> **YOUR INSTRUCTIONS**: Gather every line of the entries that includes the word "floor".

Collected data
┌────────
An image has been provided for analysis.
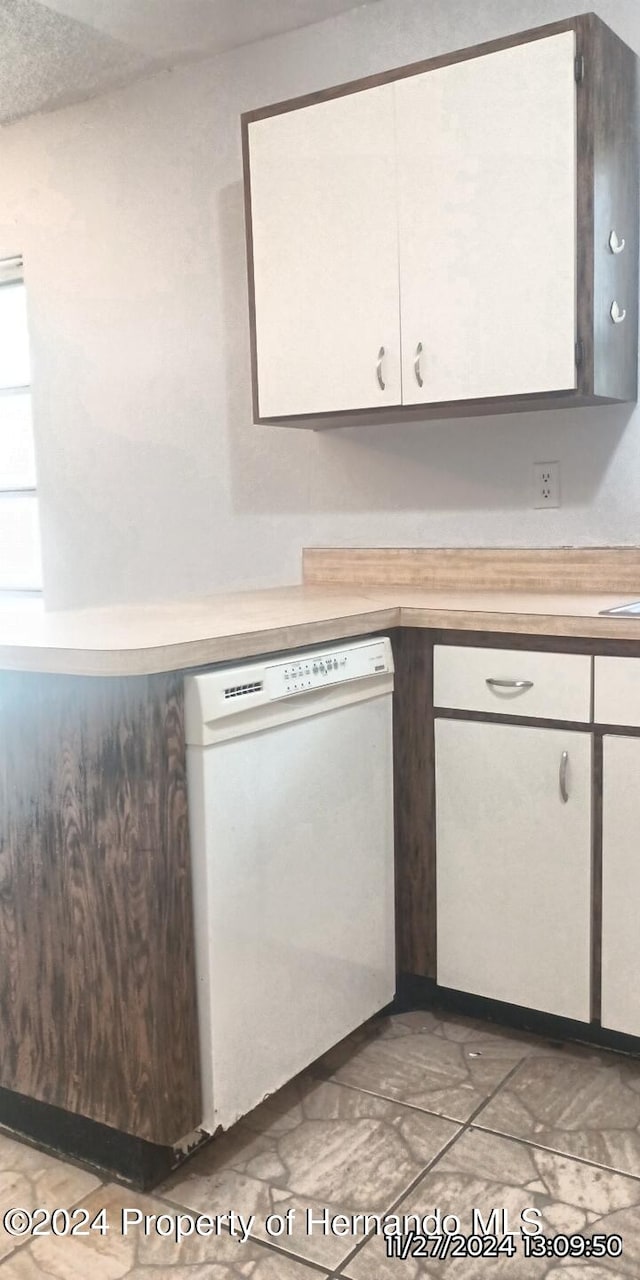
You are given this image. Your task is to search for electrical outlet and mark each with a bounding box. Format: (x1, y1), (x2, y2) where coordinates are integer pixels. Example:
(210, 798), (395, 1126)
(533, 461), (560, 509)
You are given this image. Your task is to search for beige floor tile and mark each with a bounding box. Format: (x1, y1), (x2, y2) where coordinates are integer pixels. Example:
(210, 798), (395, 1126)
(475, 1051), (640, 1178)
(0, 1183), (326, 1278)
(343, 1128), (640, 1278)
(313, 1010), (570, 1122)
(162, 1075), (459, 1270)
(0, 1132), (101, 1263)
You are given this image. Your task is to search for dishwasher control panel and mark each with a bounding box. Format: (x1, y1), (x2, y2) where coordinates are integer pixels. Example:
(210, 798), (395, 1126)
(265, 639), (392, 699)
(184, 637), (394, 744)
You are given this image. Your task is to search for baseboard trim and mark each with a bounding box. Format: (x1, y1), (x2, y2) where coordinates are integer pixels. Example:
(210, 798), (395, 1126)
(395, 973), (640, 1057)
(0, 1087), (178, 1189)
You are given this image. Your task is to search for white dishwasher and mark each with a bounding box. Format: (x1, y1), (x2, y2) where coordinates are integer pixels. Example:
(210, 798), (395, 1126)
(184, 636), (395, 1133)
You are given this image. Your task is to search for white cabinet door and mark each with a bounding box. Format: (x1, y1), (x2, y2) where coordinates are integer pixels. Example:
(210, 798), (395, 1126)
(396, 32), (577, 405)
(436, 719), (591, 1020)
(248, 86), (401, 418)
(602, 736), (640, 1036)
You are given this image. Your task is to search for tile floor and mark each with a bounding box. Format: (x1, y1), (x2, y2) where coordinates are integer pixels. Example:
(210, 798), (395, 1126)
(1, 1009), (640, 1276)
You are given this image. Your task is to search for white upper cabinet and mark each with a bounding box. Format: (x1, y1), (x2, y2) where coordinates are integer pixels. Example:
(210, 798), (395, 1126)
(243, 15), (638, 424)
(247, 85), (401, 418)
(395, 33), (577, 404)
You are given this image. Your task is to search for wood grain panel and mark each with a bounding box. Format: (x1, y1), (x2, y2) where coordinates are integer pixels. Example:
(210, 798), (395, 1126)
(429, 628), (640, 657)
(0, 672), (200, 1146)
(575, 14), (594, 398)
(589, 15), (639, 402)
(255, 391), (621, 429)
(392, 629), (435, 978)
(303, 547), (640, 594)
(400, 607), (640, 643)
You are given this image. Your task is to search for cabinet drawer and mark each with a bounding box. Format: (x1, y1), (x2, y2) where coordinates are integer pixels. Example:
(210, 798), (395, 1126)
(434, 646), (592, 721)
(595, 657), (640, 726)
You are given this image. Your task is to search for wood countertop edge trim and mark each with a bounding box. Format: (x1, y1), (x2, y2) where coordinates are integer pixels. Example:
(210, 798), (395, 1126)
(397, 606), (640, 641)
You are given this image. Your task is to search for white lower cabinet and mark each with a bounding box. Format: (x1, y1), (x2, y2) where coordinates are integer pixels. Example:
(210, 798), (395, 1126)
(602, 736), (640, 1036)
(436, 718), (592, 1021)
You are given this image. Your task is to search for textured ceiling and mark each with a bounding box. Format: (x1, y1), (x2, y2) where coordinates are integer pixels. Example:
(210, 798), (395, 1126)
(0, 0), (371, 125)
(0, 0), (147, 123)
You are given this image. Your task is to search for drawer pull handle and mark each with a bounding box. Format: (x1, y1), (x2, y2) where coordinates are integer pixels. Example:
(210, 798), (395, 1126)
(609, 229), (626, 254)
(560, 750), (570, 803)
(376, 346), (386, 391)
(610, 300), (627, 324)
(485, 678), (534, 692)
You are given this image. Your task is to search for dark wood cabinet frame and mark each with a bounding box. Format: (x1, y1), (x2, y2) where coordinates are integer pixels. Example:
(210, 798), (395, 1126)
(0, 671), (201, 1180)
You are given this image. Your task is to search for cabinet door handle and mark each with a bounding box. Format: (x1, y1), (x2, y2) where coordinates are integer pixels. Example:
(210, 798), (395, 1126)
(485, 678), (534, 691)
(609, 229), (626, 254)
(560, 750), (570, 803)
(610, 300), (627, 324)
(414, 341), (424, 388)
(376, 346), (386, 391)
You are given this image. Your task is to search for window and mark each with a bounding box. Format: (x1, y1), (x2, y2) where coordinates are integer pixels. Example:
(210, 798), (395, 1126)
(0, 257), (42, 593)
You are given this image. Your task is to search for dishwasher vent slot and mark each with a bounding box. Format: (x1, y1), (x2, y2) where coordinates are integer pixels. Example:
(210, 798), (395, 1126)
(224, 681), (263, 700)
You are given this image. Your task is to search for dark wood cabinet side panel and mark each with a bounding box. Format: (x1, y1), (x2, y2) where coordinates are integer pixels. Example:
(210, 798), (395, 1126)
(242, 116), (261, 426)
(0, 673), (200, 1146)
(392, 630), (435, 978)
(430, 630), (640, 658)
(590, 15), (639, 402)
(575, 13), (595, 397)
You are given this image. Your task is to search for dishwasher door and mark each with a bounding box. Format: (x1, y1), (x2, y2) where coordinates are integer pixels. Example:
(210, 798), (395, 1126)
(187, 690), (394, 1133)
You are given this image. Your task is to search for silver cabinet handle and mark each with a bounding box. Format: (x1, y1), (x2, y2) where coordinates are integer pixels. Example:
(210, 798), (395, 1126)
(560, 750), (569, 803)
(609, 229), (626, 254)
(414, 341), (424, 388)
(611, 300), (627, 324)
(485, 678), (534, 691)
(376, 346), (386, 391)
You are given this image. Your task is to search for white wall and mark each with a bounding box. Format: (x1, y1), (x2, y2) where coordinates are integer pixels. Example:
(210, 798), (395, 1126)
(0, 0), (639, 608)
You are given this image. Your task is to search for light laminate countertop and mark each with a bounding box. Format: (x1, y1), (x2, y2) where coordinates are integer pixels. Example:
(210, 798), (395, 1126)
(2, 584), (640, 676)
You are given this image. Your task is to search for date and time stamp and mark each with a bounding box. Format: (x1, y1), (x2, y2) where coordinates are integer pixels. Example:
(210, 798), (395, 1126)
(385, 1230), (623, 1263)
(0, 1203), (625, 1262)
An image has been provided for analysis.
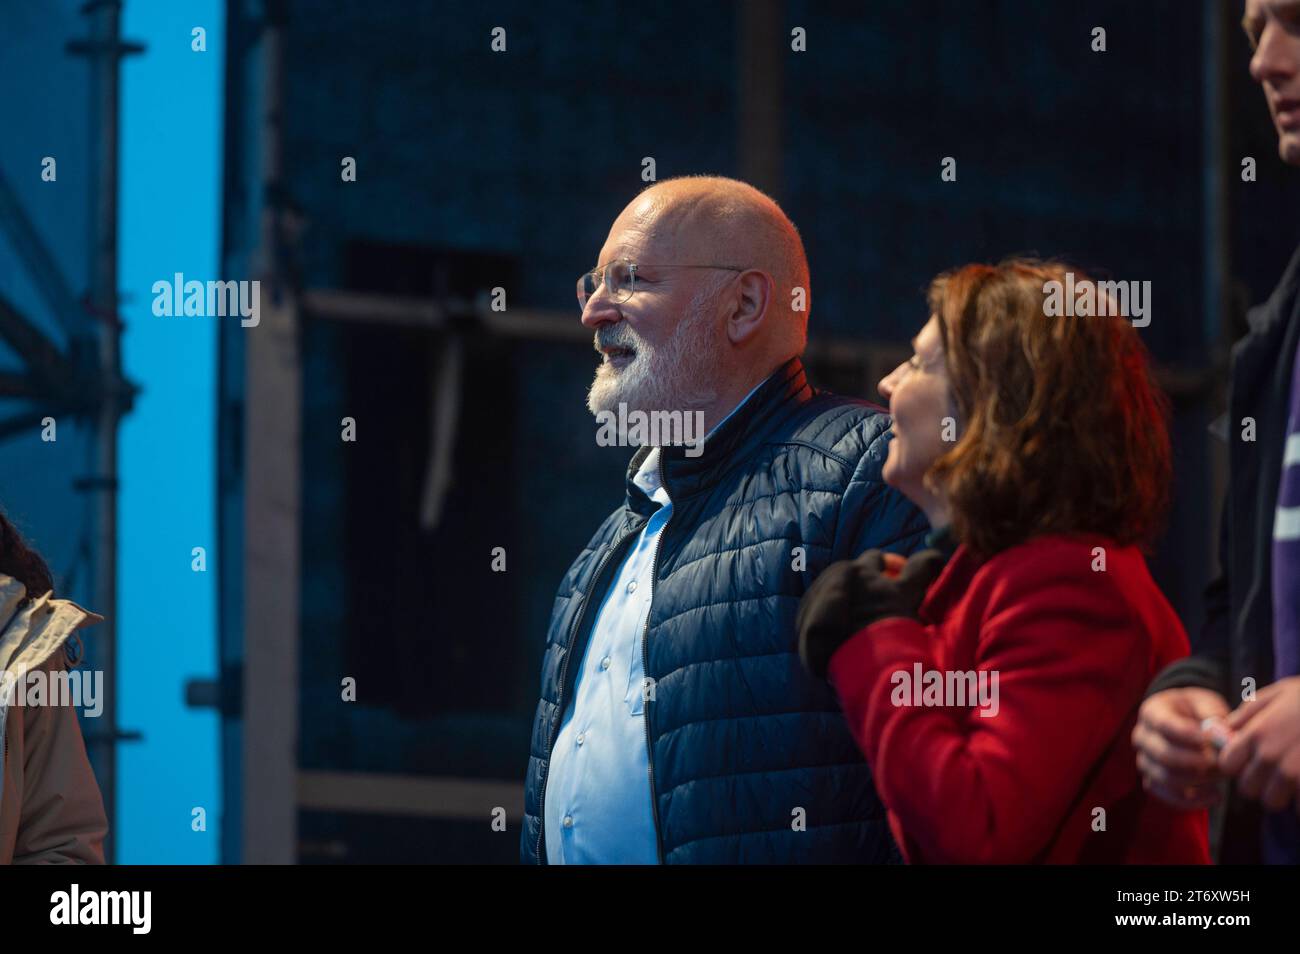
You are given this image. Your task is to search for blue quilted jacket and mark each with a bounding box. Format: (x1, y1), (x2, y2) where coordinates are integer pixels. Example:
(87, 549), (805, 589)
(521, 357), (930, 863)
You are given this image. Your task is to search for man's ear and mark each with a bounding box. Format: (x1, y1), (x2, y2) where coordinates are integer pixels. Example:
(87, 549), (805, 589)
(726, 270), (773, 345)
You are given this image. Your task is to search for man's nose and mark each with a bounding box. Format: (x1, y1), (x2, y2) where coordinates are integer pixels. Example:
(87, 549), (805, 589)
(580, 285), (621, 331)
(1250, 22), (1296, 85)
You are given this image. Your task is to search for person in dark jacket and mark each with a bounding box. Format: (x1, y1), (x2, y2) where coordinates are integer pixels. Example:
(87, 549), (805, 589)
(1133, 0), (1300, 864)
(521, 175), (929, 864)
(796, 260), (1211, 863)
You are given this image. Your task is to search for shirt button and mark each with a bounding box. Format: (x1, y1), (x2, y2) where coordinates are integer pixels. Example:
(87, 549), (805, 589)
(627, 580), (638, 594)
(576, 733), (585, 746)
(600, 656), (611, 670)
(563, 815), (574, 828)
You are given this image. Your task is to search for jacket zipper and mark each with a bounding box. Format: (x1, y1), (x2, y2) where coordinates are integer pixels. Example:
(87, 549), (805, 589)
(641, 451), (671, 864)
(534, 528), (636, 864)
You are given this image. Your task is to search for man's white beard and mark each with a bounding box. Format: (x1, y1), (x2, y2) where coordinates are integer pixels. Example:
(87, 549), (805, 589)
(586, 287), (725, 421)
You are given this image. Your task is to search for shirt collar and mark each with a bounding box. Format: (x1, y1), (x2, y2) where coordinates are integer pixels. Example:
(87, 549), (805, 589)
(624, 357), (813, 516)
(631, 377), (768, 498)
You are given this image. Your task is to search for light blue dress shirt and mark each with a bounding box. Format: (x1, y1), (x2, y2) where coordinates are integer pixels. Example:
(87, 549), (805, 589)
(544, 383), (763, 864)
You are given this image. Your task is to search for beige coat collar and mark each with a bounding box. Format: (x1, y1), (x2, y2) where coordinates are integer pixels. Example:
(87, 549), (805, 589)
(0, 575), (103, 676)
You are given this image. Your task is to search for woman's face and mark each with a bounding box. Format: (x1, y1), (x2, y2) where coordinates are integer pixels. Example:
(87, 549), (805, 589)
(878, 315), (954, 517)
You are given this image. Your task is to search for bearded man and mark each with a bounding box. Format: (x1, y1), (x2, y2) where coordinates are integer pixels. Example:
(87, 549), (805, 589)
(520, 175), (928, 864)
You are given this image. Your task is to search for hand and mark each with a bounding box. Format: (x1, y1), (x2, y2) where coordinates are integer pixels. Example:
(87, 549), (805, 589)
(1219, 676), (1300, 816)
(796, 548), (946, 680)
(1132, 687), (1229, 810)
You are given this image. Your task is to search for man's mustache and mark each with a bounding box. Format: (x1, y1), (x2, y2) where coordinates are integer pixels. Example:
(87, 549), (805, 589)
└────────
> **REPLY**:
You are given this image. Your task is to search for beige floor tile and mark each with a bounding box. Format: (x1, y1), (x2, y2) where coordinates are integer pixels. Example:
You are given this image. Your task is to search for tile floor and mark each with a bounding box. Format: (x1, y1), (x2, y2) where coordinates are integer pixels. Example:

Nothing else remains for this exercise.